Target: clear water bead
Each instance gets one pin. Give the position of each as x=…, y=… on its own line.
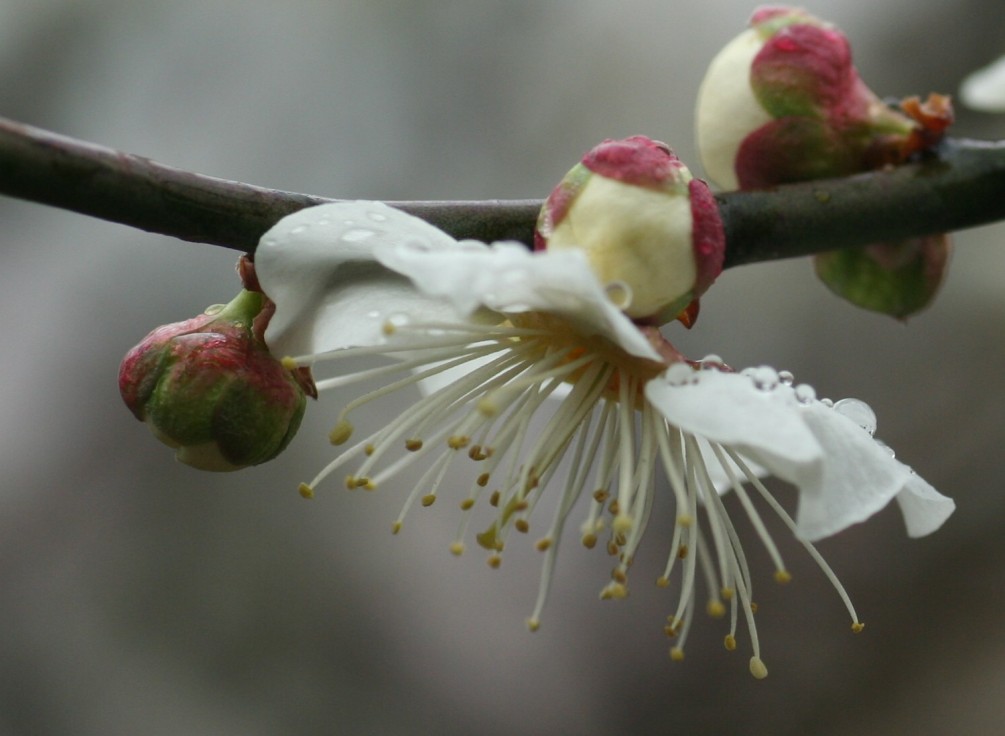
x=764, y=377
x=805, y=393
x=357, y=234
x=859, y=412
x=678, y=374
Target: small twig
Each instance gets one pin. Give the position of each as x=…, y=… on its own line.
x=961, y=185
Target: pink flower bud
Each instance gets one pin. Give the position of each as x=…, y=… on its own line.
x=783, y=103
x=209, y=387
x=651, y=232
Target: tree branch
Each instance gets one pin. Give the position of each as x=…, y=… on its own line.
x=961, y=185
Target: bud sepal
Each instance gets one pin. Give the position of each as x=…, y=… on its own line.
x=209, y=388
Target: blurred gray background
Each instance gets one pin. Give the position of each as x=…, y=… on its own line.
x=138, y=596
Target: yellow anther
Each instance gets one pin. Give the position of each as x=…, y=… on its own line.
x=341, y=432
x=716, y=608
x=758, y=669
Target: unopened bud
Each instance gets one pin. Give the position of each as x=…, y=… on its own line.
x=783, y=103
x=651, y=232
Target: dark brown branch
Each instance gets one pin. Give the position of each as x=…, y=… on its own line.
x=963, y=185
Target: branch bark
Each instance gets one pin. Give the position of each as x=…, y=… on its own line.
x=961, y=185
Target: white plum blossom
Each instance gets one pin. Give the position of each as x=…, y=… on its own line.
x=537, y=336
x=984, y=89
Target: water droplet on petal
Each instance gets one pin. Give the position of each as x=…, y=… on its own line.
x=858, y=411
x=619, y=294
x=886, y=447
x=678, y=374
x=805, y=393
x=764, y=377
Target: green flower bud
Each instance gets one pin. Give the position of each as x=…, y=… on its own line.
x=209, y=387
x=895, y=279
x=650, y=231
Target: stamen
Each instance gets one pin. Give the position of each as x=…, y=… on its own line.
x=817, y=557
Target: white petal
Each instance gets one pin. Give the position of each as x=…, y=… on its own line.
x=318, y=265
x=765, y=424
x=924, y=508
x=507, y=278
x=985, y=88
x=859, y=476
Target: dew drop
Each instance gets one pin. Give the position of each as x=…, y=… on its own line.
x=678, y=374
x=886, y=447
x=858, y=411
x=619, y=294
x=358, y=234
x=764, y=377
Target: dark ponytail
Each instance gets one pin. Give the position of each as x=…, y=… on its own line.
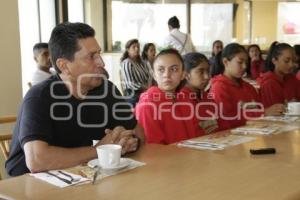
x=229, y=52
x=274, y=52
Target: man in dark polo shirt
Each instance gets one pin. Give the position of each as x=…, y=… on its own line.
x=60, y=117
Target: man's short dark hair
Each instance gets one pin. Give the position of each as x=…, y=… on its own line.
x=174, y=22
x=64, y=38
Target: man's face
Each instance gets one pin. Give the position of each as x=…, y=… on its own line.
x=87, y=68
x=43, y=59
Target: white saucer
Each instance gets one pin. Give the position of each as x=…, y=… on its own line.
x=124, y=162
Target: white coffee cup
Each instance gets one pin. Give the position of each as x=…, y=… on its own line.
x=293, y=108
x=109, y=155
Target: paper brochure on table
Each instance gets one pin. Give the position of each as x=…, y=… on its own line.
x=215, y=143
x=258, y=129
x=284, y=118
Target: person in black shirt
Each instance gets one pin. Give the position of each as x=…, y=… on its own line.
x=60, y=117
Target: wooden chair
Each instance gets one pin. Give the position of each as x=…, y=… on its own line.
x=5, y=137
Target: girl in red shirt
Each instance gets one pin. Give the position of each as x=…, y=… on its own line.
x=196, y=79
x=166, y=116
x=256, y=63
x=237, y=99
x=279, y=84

____

Turn the lines above into a Markdown table with the columns "Row" and "Line," where "Row" numbers each line in order and "Line" holds its text. Skip blank lines, and leave the pictures out.

| Row | Line |
|---|---|
| 1 | Target: clear water bead |
| 2 | Each instance gets one pin. Give the position of each as x=…, y=… on its own line. |
| 3 | x=764, y=377 |
| 4 | x=805, y=393 |
| 5 | x=357, y=234 |
| 6 | x=859, y=412 |
| 7 | x=678, y=374 |
| 8 | Target: small twig |
| 9 | Each instance gets one pin. Give the position of each as x=…, y=… on its own line. |
| 10 | x=961, y=185 |
| 11 | Target: pink flower bud |
| 12 | Each instance gets one pin. Give the position of each as x=…, y=… on its own line. |
| 13 | x=783, y=103 |
| 14 | x=209, y=387 |
| 15 | x=651, y=232 |
| 16 | Target: tree branch |
| 17 | Each instance gets one pin. Give the position of each as x=…, y=… on its own line. |
| 18 | x=961, y=185 |
| 19 | Target: bud sepal |
| 20 | Each instance gets one pin. Give the position of each as x=…, y=… on its own line. |
| 21 | x=209, y=388 |
| 22 | Target: blurred gray background |
| 23 | Each instance gets one pin. Give the position of each as x=…, y=… on its own line. |
| 24 | x=138, y=596 |
| 25 | Target: yellow anther |
| 26 | Each instance gets one pin. Give the position of each as x=…, y=… on its own line. |
| 27 | x=341, y=432 |
| 28 | x=716, y=608 |
| 29 | x=758, y=669 |
| 30 | Target: unopened bud |
| 31 | Each instance gets one pin. Give the position of each as x=…, y=… on its own line. |
| 32 | x=783, y=103 |
| 33 | x=651, y=232 |
| 34 | Target: dark brown branch |
| 35 | Each instance gets one pin. Give the position of each as x=…, y=… on its own line. |
| 36 | x=963, y=185 |
| 37 | Target: branch bark |
| 38 | Each instance gets one pin. Give the position of each as x=…, y=… on its own line. |
| 39 | x=961, y=185 |
| 40 | Target: white plum blossom |
| 41 | Each instance gets one pin. Give the position of each as x=…, y=… on its own line. |
| 42 | x=537, y=336 |
| 43 | x=984, y=89 |
| 44 | Target: water droplet on petal |
| 45 | Each instance gets one pin. Give the position of each as x=…, y=… on its own line. |
| 46 | x=858, y=411 |
| 47 | x=619, y=294 |
| 48 | x=886, y=447 |
| 49 | x=678, y=374 |
| 50 | x=805, y=393 |
| 51 | x=764, y=377 |
| 52 | Target: green flower bud |
| 53 | Each instance gets one pin. Give the position of each as x=…, y=… on its own line. |
| 54 | x=209, y=387 |
| 55 | x=895, y=279 |
| 56 | x=650, y=231 |
| 57 | Target: stamen |
| 58 | Each instance gets one pin. Give the position of each as x=…, y=… on its own line. |
| 59 | x=817, y=557 |
| 60 | Target: white petal |
| 61 | Each instance gets one pin. Give the position of each as x=…, y=… on its own line. |
| 62 | x=318, y=265 |
| 63 | x=765, y=424 |
| 64 | x=924, y=508 |
| 65 | x=507, y=278 |
| 66 | x=985, y=88 |
| 67 | x=859, y=476 |
| 68 | Target: dew drop |
| 69 | Each instance gets one pin. Give the position of each as x=…, y=… on its own line. |
| 70 | x=678, y=374 |
| 71 | x=886, y=447 |
| 72 | x=858, y=411 |
| 73 | x=619, y=294 |
| 74 | x=358, y=234 |
| 75 | x=764, y=377 |
| 76 | Target: dark ponytail |
| 77 | Each instance gets one pin. Give the position of each as x=…, y=… on its own line. |
| 78 | x=229, y=52 |
| 79 | x=274, y=52 |
| 80 | Target: man in dark polo shirt |
| 81 | Each instance gets one pin. Give the position of each as x=…, y=… on its own line. |
| 82 | x=60, y=117 |
| 83 | Target: man's short dark hair |
| 84 | Each instance gets one pin. Give the position of each as x=…, y=… on its own line. |
| 85 | x=174, y=22 |
| 86 | x=64, y=38 |
| 87 | Target: man's face |
| 88 | Each instance gets one pin. Give the position of each as x=…, y=… on its own line. |
| 89 | x=87, y=68 |
| 90 | x=43, y=59 |
| 91 | Target: white saucer |
| 92 | Each instance gets one pin. Give the position of each as x=…, y=… on its own line. |
| 93 | x=124, y=162 |
| 94 | Target: white coffee cup |
| 95 | Each instance gets one pin. Give the position of each as x=…, y=… on its own line. |
| 96 | x=293, y=108 |
| 97 | x=109, y=155 |
| 98 | Target: paper brochure on table |
| 99 | Each instance gets one pin. Give the position of each as x=…, y=… on its own line. |
| 100 | x=215, y=143 |
| 101 | x=258, y=129 |
| 102 | x=284, y=118 |
| 103 | Target: person in black shirt |
| 104 | Each instance gets one pin. Give the position of each as x=…, y=… on its own line. |
| 105 | x=60, y=117 |
| 106 | Target: wooden chair |
| 107 | Each instance gets one pin. Give the position of each as x=…, y=… on its own line. |
| 108 | x=5, y=137 |
| 109 | Target: girl in red shirt |
| 110 | Each instance gets one pin. Give the position of each as x=…, y=… on its own line. |
| 111 | x=196, y=79 |
| 112 | x=166, y=116 |
| 113 | x=256, y=63 |
| 114 | x=237, y=99 |
| 115 | x=279, y=84 |